[Photo-based point labeling data]
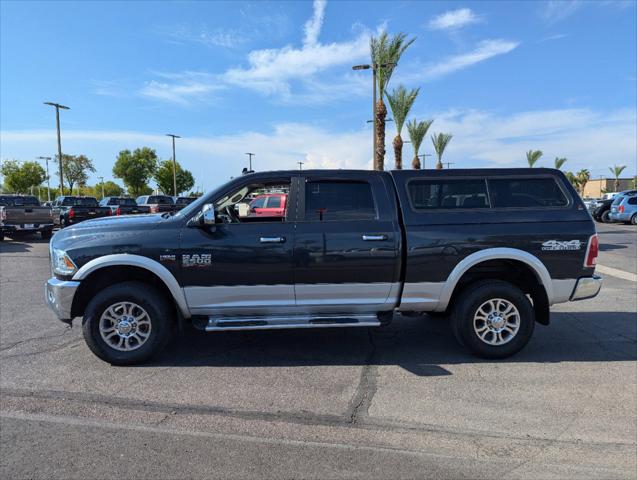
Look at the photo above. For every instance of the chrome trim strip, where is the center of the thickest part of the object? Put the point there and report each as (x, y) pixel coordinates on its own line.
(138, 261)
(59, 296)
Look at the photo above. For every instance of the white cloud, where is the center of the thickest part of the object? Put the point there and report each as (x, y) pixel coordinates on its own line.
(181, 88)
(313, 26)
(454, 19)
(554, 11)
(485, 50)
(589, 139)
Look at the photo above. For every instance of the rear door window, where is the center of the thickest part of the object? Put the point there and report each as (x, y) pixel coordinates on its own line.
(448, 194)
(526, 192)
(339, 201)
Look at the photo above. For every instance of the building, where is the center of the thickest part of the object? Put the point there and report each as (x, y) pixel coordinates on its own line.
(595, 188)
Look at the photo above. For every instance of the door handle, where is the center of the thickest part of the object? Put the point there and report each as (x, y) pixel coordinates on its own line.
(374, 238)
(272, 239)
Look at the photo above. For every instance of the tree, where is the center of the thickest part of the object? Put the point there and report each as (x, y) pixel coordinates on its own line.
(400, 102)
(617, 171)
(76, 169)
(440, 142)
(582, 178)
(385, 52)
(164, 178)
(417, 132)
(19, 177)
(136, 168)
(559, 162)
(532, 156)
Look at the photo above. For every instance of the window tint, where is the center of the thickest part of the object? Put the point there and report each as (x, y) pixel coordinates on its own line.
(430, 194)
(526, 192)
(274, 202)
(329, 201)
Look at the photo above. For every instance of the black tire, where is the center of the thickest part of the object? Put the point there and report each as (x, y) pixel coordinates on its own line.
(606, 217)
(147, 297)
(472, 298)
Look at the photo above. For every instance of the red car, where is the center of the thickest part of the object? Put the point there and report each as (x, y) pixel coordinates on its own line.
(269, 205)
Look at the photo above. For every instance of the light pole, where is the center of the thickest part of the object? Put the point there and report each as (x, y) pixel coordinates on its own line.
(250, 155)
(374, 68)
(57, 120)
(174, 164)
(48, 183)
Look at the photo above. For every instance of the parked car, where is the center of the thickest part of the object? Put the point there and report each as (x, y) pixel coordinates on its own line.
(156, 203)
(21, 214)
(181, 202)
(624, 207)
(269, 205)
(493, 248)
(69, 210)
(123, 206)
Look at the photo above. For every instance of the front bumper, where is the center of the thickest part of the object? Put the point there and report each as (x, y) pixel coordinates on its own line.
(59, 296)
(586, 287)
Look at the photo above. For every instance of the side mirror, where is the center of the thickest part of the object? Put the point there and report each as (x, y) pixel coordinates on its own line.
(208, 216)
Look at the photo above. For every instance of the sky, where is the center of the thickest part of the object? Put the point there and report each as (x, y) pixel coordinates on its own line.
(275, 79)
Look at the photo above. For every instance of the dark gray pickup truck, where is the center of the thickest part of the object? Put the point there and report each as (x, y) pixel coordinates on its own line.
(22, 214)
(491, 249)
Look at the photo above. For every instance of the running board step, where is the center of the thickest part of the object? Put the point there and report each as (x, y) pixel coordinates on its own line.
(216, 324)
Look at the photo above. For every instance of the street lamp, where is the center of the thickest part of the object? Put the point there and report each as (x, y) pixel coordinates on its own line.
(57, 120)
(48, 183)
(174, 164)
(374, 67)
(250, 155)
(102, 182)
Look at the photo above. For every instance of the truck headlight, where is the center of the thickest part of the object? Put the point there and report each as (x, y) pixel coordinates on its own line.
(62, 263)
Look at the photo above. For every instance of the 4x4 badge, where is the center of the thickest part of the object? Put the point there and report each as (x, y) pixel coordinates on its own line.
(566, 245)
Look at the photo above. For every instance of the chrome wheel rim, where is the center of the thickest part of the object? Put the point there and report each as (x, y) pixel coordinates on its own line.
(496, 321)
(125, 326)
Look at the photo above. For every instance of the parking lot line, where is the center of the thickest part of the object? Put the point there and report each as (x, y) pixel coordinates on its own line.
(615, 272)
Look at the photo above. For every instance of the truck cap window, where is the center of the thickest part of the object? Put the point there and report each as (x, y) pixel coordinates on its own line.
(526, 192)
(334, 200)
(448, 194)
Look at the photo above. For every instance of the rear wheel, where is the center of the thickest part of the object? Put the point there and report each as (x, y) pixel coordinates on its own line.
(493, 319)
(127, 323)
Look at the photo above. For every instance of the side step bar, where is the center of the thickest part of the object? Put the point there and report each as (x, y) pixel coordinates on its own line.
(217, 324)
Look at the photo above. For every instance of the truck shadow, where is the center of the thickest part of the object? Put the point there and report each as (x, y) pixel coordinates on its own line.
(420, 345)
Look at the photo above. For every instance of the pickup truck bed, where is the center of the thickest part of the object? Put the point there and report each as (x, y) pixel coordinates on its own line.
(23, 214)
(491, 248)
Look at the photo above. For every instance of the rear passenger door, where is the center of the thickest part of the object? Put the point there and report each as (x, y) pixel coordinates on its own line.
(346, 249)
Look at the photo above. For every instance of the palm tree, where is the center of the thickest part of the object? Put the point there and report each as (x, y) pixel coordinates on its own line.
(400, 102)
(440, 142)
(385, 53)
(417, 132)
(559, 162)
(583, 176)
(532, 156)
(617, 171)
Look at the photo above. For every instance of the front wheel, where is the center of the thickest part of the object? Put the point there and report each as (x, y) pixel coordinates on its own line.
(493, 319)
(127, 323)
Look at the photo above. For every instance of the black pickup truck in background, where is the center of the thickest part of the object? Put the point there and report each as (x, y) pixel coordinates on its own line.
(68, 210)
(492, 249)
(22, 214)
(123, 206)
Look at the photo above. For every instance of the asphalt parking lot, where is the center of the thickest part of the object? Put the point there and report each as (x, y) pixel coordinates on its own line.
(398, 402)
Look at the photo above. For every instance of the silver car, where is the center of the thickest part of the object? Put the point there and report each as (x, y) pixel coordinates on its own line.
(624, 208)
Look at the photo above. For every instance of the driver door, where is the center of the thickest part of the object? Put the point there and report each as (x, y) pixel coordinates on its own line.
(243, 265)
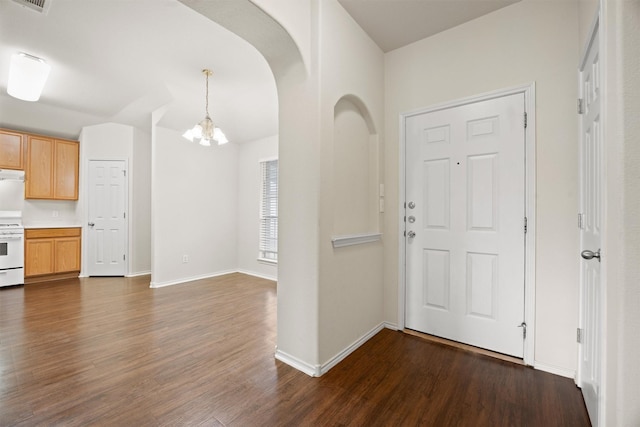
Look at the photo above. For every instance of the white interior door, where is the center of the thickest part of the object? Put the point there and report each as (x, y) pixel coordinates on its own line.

[TASK PROMPT] Return the listing above in full and without alteration, excluding its pictures.

[TASK SOLUTION]
Look at the photo above. For every instance of the chrome trim strip, where is the center of the thickest part of the object? Put the point there and report each as (x, y) pixel coordinates on its own line.
(138, 261)
(59, 296)
Look at the photo above. For every instance of the white cloud, where is the center of the thickest part of the object? Put the point there and report each as (x, y) pixel coordinates on its own line.
(181, 88)
(313, 26)
(454, 19)
(554, 11)
(485, 50)
(589, 139)
Look at the photo above. For every instance of the rear door window, where is the center of the thickest part of the object? Put the point there and report each as (x, y) pixel coordinates on its own line.
(448, 194)
(526, 192)
(339, 201)
Look at the photo above. For every instance of the building, where is the center of the thickest part of the object? Put the point there and report each as (x, y) pixel coordinates on its own line.
(595, 188)
Look at the photo above. For every instance of the door handle, where is the center of the thickest part of the object? Put the point there and report each as (x, y) pixel coordinates on its own line.
(374, 238)
(272, 239)
Look at the photo above. For every instance of the tree, where is the center of the thickest part of the object? Put the point there and report each as (x, y) pixel coordinates on its own line.
(400, 102)
(617, 171)
(76, 169)
(440, 142)
(582, 178)
(385, 52)
(164, 178)
(417, 132)
(19, 177)
(136, 168)
(559, 162)
(532, 156)
Look at the photo above. For every instance of the window tint, where is the center of the thickest part of the object? Put the point there and report each as (x, y) pixel coordinates on its own line.
(430, 194)
(526, 192)
(274, 202)
(329, 201)
Look at the photo above. For every instance of the black tire, where is the center of the thickest part of the object? Put the point there and report each as (x, y) pixel coordinates on its own line.
(606, 217)
(147, 297)
(472, 298)
Look at the photo above. For every instance of the red car, where is the center of the thickest part of the object? Put the point there and report each as (x, y) pixel coordinates on its own line.
(269, 205)
Look at the photo above. For every instance of the light pole, where is the center of the thickest part of the object? Put the point there and report each as (x, y) pixel coordinates on its own line.
(250, 155)
(374, 68)
(57, 120)
(174, 164)
(48, 183)
Look at the photo above. For every instance of the parked car, where is the center of the thickest part of the object? Put the point there and report each as (x, y) pixel coordinates on its own line.
(156, 203)
(21, 214)
(181, 202)
(624, 207)
(269, 205)
(493, 248)
(69, 210)
(123, 206)
Look at the photo above. For every instance of the front bumper, where is the center of the thickest part of the object? Put the point there and report each as (x, y) pixel coordinates on its own line.
(59, 296)
(586, 287)
Look at the photo above. For every instance of the side mirror, where is the center of the thickest part of the object? Put the point there and report each as (x, y) pixel coordinates on its own line.
(208, 216)
Look at the photo above. For every instance of the sky, where is the center of the thickest part of the object? Put the point there and report each as (x, y) pixel coordinates on its own line.
(275, 79)
Look at the photo above. For every instance of the dark gray pickup truck, where is the center of the thickest part of the object? Put the point there and report each as (x, y) pixel coordinates on its own line.
(22, 214)
(491, 249)
Look at the photo above. For every instance of the running board step, where is the center of the thickest part of the object? Put the point there and report each as (x, y) pixel coordinates on its own line.
(216, 324)
Look at the photo above. For every instance of the street lamp, where is the center of the thickest part of the object? Put the point there and report each as (x, y) pixel coordinates on its own line.
(57, 120)
(48, 183)
(174, 164)
(374, 67)
(250, 155)
(102, 182)
Look at the photo above. For every instance of the truck headlight, where is the center of the thickest part of the object? Put the point there and report each as (x, y) pixel coordinates on its own line.
(62, 263)
Look at the photo above. For every instance of the 4x4 badge, where is the center of the thickest part of the object? Put the point there and report each as (x, y) pixel coordinates on its own line.
(566, 245)
Look at the photo above. For every instance of the chrome wheel rim, where is the center of the thickest part of the object? Put the point there and report each as (x, y) pixel coordinates on its own line.
(496, 321)
(125, 326)
Look at the photo above. For every instance of the parking lot line, where is the center of the thickest part of the object? Put the point there and report each as (x, y) pixel coordinates on its own line.
(615, 272)
Look at the photo above. For every instance of the truck cap window, where is the center of the thickest part of the object? Put the point there and report each as (x, y) pixel coordinates on its own line.
(526, 192)
(334, 200)
(448, 194)
Look at the photo above. For every instance of the rear wheel, where is the center of the thickest part of the object? Put the point there and report each as (x, y) pixel coordinates on its own line.
(493, 319)
(127, 323)
Look at the photo above. For every instance of the side step bar, where is the center of the thickest part of the object? Put the point there and report each as (x, y) pixel coordinates on its own line.
(217, 324)
Look at the photo above. For every instance of the truck shadow, where is the center of the thickest part of the object? Put the point there and report each as (x, y) pixel coordinates on its own line.
(420, 345)
Look at the photo above. For every instance of the pickup truck bed, where is the center of the thickest part of the object? Put the point there and report each as (x, y) pixel coordinates on its own line.
(23, 214)
(491, 248)
Look at the photo above. For every instance of the rear passenger door, where is the center of the thickest part of the object? Put the point there and report each as (x, y) pixel coordinates on its own line.
(346, 249)
Look at the photo above. For every instance of the palm tree, where is the center of the thickest part of the object? Put the point there and report each as (x, y) pixel coordinates on its own line.
(400, 102)
(440, 142)
(385, 53)
(417, 132)
(559, 162)
(583, 176)
(532, 156)
(617, 171)
Look at the photo above. For every instance of the front wheel, where is the center of the thickest part of the object? Put the point there and report each as (x, y) pixel coordinates on its own line.
(493, 319)
(127, 323)
Look at the photo above. For every instance of the black pickup truck in background, where is the center of the thickest part of the object? Put the point there and report each as (x, y) pixel coordinates on its own line.
(68, 210)
(492, 249)
(22, 214)
(123, 206)
Look at the photo above. For every instance of the asphalt parking lot, where is the center of the thickest part of the object? Put the point there and report each as (x, y) pixel coordinates on its own line.
(398, 402)
Look at the photo above. For every instance of the silver car, where is the center of the thickest part of the object? Put the point there and report each as (x, y) pixel coordinates on its own line.
(624, 208)
Look at the photo above. For every instance of the driver door, where is the center of the thickest part of the object? Put the point there and report each as (x, y) pixel coordinates on its own line.
(243, 265)
Look at the photo above. For every instance of the white interior door, where is the center of the thickest part of the object? Put the point there and report each as (x, y) pixel coordinates on its own line.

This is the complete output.